#### Partes do exercício
#1 No texto sobre o biobanco do IMM, quantas amostras biológicas o biobanco reúne ao todo?
#2 Continue o texto sobre o biobanco do IMM a partir da última frase apresentada.

#### Texto
###
No biobanco do Instituto de Medicina Molecular (IMM) de Lisboa, que guarda milhares de amostras de sangue, soro ou tumores para investigação, as doenças ‘ganham’ cores, as das tampas dos tubinhos que as ‘conservam’ congeladas em potes a fumegar.
Passando uma porta, logo à entrada, Fabiana Rodrigues, técnica responsável pela gestão de pedidos de amostras, extrai com uma pipeta porções de soro recolhidas de doentes com artrite reumatoide, uma doença autoimune e uma das várias patologias crónicas representadas no biobanco.
O pedido de amostras de soro de doentes com artrite reumatoide chegou de um investigador que, como noutras situações, pretende testar um medicamento ou pesquisar novos biomarcadores da doença.
Por trás de Fabiana Rodrigues, em cima de prateleiras, dispõem-se frascos com as tampas coloridas de pequenos tubos de plástico que hão de receber as novas amostras que chegarem ao biobanco.
Ângela Afonso, uma outra técnica, que faz a gestão da base de dados, explica que, para facilitar o trabalho, as diferentes doenças, às quais estão associadas as amostras, são identificadas pela cor das tampas dos tubinhos.
O laranja é para os canceres, o verde para os acidentes vasculares cerebrais e outras doenças neurológicas, o castanho para as pulmonares, o azul para as relacionadas com o movimento, o rosa para as patologias do sangue, o preto para as do aparelho gástrico, o roxo e o vermelho para as reumáticas. Há ainda as tampas amarelas para as amostras de material biológico de crianças e as transparentes para as amostras de doadores saudáveis.
Ao todo, o biobanco do IMM reúne cerca de 167 mil amostras biológicas – sangue e soro, em maior número, osso, tecidos tumorais, ADN, saliva e líquido de cartilagens – doadas por quase 16 mil pessoas, a maioria doentes.
No caso das amostras dos doentes, o principal fornecedor do biobanco, pela sua localização próxima, é o Hospital de Santa Maria, que, com o Instituto de Medicina Molecular, a Faculdade de Medicina e o Hospital Pulido Valente, forma o Centro Académico de Medicina de Lisboa.
###
(Entradas da coleção)
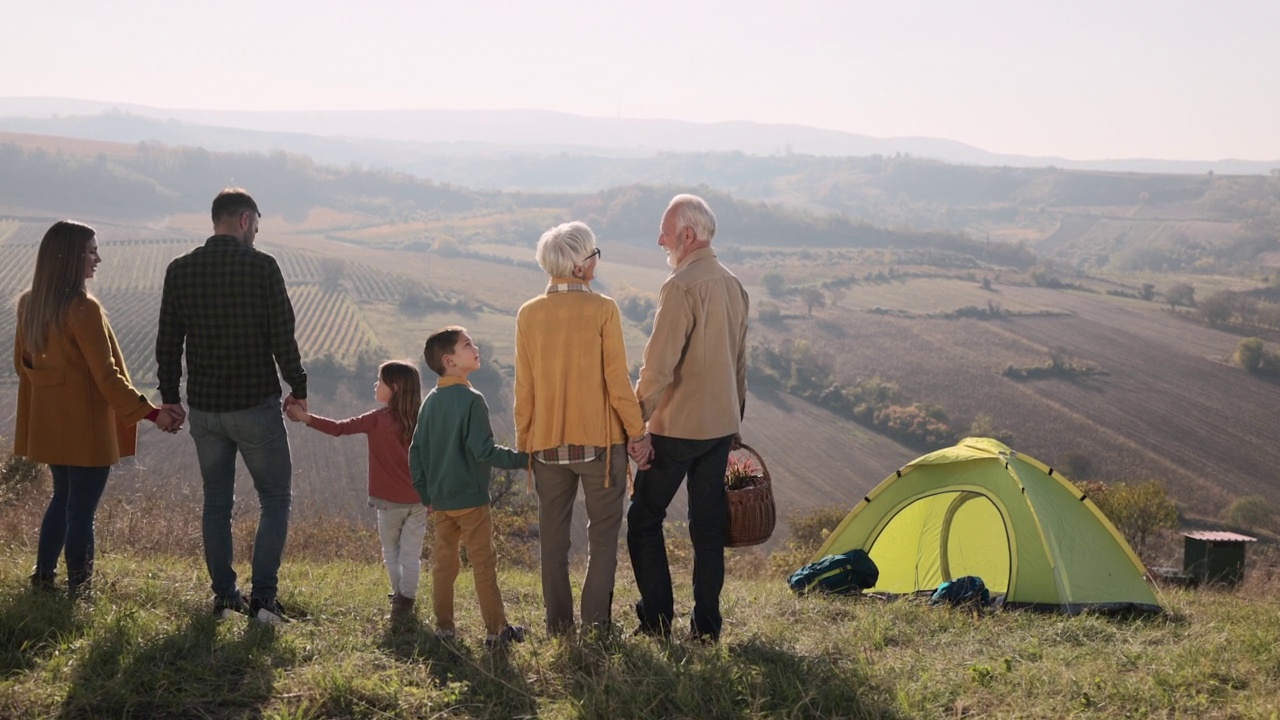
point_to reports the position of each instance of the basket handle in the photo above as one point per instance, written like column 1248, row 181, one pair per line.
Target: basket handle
column 764, row 469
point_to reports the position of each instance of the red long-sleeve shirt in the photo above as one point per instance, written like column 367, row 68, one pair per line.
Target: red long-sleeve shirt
column 388, row 452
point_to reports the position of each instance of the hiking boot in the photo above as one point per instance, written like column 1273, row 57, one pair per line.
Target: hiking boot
column 225, row 609
column 402, row 607
column 44, row 582
column 268, row 611
column 508, row 634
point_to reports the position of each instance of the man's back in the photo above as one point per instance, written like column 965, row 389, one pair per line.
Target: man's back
column 227, row 302
column 693, row 382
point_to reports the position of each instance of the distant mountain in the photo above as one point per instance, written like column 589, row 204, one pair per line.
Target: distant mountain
column 387, row 137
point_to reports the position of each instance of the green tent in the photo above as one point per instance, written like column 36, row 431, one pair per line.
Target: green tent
column 982, row 509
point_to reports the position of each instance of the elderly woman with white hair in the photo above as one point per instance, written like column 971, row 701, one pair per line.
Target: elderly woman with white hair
column 575, row 410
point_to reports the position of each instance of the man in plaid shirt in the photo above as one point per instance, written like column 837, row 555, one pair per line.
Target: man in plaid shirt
column 227, row 302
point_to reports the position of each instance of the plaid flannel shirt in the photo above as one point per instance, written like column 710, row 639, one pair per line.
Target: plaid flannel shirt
column 567, row 454
column 228, row 305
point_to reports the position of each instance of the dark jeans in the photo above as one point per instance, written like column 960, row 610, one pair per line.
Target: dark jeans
column 69, row 522
column 257, row 434
column 703, row 461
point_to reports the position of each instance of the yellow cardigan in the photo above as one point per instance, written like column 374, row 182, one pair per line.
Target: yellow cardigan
column 76, row 402
column 571, row 373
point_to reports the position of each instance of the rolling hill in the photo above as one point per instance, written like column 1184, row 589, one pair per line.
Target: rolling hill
column 376, row 260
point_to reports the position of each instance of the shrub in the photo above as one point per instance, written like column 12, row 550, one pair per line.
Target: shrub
column 1251, row 354
column 17, row 474
column 1180, row 294
column 1138, row 510
column 775, row 283
column 769, row 313
column 808, row 532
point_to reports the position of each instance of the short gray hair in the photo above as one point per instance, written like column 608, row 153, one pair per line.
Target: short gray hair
column 693, row 212
column 563, row 247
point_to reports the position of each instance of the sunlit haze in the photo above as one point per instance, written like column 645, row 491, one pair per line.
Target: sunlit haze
column 1083, row 80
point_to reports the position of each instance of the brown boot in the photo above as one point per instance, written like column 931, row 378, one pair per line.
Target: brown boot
column 402, row 607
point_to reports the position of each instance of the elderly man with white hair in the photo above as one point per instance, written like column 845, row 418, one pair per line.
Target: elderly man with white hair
column 575, row 413
column 693, row 392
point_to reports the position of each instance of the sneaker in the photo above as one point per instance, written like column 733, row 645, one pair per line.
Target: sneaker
column 268, row 611
column 224, row 609
column 508, row 634
column 402, row 609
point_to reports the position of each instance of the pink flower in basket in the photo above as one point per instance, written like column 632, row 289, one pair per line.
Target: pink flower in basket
column 741, row 474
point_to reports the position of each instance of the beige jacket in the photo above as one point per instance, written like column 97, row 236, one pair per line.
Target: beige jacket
column 693, row 383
###
#### Respostas às tarefas
#1 Cerca de 167 mil amostras biológicas.

#2
A colheita das amostras de controle de pessoas saudáveis, tem sido feita na própria faculdade, em associações e empresas.
A próxima campanha de recolha decorrerá em 30 e 31 de outubro, por iniciativa do Fundo IMM-Laço, destinado à investigação sobre o câncer de mama, e que desafia os cidadãos, de boa saúde ou não, a darem sangue no instituto.
No biobanco, que a equipa técnica arrisca a dizer que é único em Portugal, dada a diversidade de amostras de material biológico disponíveis, as coleções distribuem-se, num minúsculo compartimento, por quatro arcas congeladoras e dois potes com azoto líquido, que, quando abertos, fumegam.
Nas arcas conservam-se a 80 graus negativos amostras mais recentes, até cinco anos. Numa delas estão 48.000 tubinhos e numa outra 60.000, conta a técnica Ângela Afonso, depois de abrir, com duas grandes luvas azuis calçadas, uma das arcas.
Lá dentro, depois de aberta uma das gavetas, não se vislumbra quase nada devido ao gelo, a não ser as cores das tampas dos tubinhos, arrumados em caixas.
Nos potes, as amostras, que são retiradas dos recipientes com uma pega fininha, são preservadas a 196 graus negativos e por mais tempo. No pote mais pequeno estão 3.500 e no maior 6.000, precisa Ângela Afonso.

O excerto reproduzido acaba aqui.